» AIM
Rewrite the records from the line holding "Would you be willing to put a dot on the cornice" through the end of the records, swapping "square brackets" for "round brackets" and leaving everything else unchanged.

» EXERCISE MATERIAL
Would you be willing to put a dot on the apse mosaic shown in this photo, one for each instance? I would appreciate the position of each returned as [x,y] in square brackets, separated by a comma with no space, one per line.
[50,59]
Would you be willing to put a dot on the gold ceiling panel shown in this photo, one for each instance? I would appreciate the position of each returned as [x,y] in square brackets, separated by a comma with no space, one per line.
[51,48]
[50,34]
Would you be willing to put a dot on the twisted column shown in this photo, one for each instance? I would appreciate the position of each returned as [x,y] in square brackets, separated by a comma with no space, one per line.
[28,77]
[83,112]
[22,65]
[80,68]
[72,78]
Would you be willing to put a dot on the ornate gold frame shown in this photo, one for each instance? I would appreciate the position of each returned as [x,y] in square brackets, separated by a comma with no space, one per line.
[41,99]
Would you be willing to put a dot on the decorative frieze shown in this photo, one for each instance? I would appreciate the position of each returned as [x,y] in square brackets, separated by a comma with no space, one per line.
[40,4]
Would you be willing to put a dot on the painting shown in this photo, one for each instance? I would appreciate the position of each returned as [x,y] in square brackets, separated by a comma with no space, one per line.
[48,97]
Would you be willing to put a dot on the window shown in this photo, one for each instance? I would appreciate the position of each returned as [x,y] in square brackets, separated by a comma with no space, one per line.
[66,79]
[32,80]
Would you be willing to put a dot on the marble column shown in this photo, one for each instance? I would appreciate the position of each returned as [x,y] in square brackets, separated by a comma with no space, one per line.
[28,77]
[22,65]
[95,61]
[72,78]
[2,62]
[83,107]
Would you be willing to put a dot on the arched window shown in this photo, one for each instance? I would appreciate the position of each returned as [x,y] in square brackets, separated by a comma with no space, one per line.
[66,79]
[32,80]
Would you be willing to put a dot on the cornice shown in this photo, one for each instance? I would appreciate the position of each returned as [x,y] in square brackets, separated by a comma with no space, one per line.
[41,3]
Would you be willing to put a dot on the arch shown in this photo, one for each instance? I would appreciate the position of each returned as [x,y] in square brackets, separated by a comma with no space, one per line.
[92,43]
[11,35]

» FULL OUTPUT
Would you be willing to put a dot on the cornice shown in this photo, one for each instance? I would appreciate the position of each returned as [x,y] in round brackets, separated by a comma with no space, one per line.
[41,3]
Would you be willing to put a dot on the arch shown in this photo, one for each instance? I would appreciate the position of each returned as [x,y] in round brackets, separated by a comma with no space, one per line.
[92,43]
[11,35]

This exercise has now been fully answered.